— GOAL —
Put the entries below into a Markdown table with the columns "Row" and "Text", giving each non-blank line its own numbered row.

— DATASET ENTRIES —
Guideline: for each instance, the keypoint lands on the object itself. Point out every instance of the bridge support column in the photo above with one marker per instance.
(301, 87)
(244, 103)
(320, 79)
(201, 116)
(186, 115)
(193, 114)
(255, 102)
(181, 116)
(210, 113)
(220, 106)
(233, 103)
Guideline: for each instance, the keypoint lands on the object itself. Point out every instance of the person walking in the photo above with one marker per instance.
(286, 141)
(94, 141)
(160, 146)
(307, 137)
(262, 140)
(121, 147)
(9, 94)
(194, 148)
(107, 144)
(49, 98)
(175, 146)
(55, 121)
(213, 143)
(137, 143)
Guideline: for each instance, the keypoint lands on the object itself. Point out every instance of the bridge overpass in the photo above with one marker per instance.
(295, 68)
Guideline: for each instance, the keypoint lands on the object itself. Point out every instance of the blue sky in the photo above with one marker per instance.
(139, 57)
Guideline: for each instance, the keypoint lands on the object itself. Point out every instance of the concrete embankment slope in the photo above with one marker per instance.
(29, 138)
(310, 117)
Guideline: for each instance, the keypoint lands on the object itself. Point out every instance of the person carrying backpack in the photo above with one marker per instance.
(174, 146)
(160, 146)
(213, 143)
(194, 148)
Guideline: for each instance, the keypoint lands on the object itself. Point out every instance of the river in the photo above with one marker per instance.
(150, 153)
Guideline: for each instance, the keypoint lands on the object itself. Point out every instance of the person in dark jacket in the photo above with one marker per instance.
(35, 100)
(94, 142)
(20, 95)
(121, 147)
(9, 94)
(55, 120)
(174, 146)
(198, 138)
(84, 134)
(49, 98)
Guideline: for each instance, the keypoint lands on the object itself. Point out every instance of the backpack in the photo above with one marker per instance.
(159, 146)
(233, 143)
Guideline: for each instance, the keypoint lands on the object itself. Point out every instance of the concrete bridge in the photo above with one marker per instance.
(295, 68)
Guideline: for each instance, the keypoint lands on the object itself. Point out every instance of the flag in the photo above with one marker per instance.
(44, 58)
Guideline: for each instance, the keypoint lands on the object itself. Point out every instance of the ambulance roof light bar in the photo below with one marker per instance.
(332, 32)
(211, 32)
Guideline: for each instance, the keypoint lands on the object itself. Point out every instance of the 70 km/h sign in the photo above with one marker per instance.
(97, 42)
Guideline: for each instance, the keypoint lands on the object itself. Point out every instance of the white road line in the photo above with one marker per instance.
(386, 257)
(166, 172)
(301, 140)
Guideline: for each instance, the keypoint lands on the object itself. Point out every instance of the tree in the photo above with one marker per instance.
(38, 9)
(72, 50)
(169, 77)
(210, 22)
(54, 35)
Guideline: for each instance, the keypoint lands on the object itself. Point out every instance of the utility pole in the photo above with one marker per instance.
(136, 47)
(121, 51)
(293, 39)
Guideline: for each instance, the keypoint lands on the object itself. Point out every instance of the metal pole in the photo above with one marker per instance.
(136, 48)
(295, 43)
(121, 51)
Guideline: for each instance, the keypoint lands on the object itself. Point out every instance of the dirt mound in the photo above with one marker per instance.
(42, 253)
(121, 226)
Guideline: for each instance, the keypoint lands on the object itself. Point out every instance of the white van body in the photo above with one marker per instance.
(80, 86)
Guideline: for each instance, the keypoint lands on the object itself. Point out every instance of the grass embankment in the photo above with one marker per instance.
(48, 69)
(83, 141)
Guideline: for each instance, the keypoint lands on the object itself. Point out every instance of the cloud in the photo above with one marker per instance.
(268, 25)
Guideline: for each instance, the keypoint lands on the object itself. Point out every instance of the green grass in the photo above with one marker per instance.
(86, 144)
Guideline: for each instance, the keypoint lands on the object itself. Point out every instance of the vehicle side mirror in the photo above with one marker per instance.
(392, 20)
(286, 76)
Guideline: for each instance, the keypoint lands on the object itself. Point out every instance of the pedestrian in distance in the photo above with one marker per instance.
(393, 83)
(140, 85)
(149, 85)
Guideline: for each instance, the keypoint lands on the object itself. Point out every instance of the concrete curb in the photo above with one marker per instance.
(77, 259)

— COMPLETED TASK —
| Row | Text |
|---|---|
| 1 | Guideline: for each instance, the keypoint lands on the object itself. Point out every instance of the bridge support column in the photo above with one marker per instance. |
| 2 | (301, 87) |
| 3 | (244, 103) |
| 4 | (320, 79) |
| 5 | (201, 116) |
| 6 | (186, 115) |
| 7 | (193, 114) |
| 8 | (255, 102) |
| 9 | (181, 116) |
| 10 | (210, 113) |
| 11 | (220, 106) |
| 12 | (233, 103) |
| 13 | Guideline: for each instance, the keypoint lands on the object itself. Point out every instance of the person walking in the photo above with one marker per instance. |
| 14 | (286, 141) |
| 15 | (94, 141) |
| 16 | (160, 146) |
| 17 | (307, 137) |
| 18 | (262, 140) |
| 19 | (121, 147) |
| 20 | (9, 94) |
| 21 | (194, 148) |
| 22 | (107, 144) |
| 23 | (49, 98) |
| 24 | (175, 146) |
| 25 | (55, 121) |
| 26 | (213, 143) |
| 27 | (137, 143) |
| 28 | Guideline: for each instance, the keypoint lands on the object itself. Point out every instance of the bridge overpass in the photo above with one marker per instance. |
| 29 | (295, 68) |
| 30 | Guideline: for each instance, the keypoint lands on the object itself. Point out every instance of the blue sky in the photo above with one marker per instance. |
| 31 | (139, 57) |
| 32 | Guideline: for each instance, the keypoint lands on the object itself. Point out every instance of the concrete embankment slope in the photo above with one marker per instance. |
| 33 | (29, 138) |
| 34 | (310, 117) |
| 35 | Guideline: for each instance, the keypoint lands on the object itself. Point out every instance of the person carrying backpack in the photo above with one marker per instance. |
| 36 | (174, 146) |
| 37 | (160, 146) |
| 38 | (213, 143) |
| 39 | (194, 148) |
| 40 | Guideline: for each instance, the keypoint lands on the object itself. Point out every instance of the river in the photo above with one marker per instance. |
| 41 | (150, 153) |
| 42 | Guideline: for each instance, the keypoint lands on the object itself. Point out every instance of the person in dark jacket in the photo above with one marker per instance. |
| 43 | (35, 100) |
| 44 | (94, 142) |
| 45 | (20, 95) |
| 46 | (121, 147) |
| 47 | (9, 94) |
| 48 | (55, 120) |
| 49 | (174, 146) |
| 50 | (198, 138) |
| 51 | (84, 134) |
| 52 | (49, 98) |
| 53 | Guideline: for each instance, the keypoint lands on the object itself. Point out every instance of the backpack in the photo above with one marker per instance. |
| 54 | (159, 146) |
| 55 | (233, 143) |
| 56 | Guideline: for each instance, the keypoint lands on the object itself. Point out every instance of the concrete bridge in the photo above with one marker per instance. |
| 57 | (295, 68) |
| 58 | Guideline: for each instance, the keypoint lands on the object itself. Point out every instance of the flag in the photo above with one marker per instance. |
| 59 | (44, 58) |
| 60 | Guideline: for each instance, the keypoint lands on the object itself. Point out every instance of the ambulance roof light bar in the photo below with one marker per instance. |
| 61 | (332, 32) |
| 62 | (211, 32) |
| 63 | Guideline: for each instance, the keypoint lands on the object itself. Point out every instance of the 70 km/h sign in the photo above with one marker per instance. |
| 64 | (97, 42) |
| 65 | Guideline: for each instance, the keypoint lands on the object itself. Point out every instance of the white road line in the photo above with one marker per instance. |
| 66 | (386, 257) |
| 67 | (166, 172) |
| 68 | (301, 140) |
| 69 | Guideline: for each instance, the keypoint lands on the object itself. Point out every instance of the tree in the photo above with one marker per instance. |
| 70 | (38, 9) |
| 71 | (72, 50) |
| 72 | (169, 77) |
| 73 | (210, 22) |
| 74 | (54, 35) |
| 75 | Guideline: for each instance, the keypoint lands on the object itself. Point out every instance of the utility pole in the photo above with one marker per instance. |
| 76 | (136, 47) |
| 77 | (121, 51) |
| 78 | (293, 39) |
| 79 | Guideline: for each instance, the keypoint lands on the object itself. Point out every instance of the metal pole in the photo above with one marker per instance. |
| 80 | (136, 48) |
| 81 | (295, 43) |
| 82 | (121, 51) |
| 83 | Guideline: for each instance, the keypoint lands on the object itself. Point out every instance of the dirt mound in the photo above with one marker per instance. |
| 84 | (42, 253) |
| 85 | (121, 226) |
| 86 | Guideline: for each instance, the keypoint lands on the object itself. Point out every instance of the white van body in the photo above with one marker per instance. |
| 87 | (80, 86) |
| 88 | Guideline: for each instance, the keypoint lands on the object itself. Point out every instance of the grass embankment in the photo above with one marker per instance. |
| 89 | (48, 69) |
| 90 | (83, 141) |
| 91 | Guideline: for each instance, the keypoint lands on the object itself. Point out every instance of the cloud in the photo above with one marker per instance. |
| 92 | (268, 25) |
| 93 | Guideline: for each instance, the keypoint lands on the object itself. Point out every instance of the green grass in the photo above with one marker per instance. |
| 94 | (86, 144) |
| 95 | Guideline: for each instance, the keypoint lands on the object itself. Point out every instance of the vehicle side mirror in the photo above with one marker per instance. |
| 96 | (392, 20) |
| 97 | (286, 76) |
| 98 | Guideline: for each instance, the keypoint lands on the object itself. Point out every instance of the pedestrian in distance in the photo above with one marker per instance. |
| 99 | (393, 83) |
| 100 | (140, 85) |
| 101 | (149, 85) |
| 102 | Guideline: for each instance, the keypoint lands on the object itself. Point out every instance of the concrete curb in the photo above with one marker per instance. |
| 103 | (77, 259) |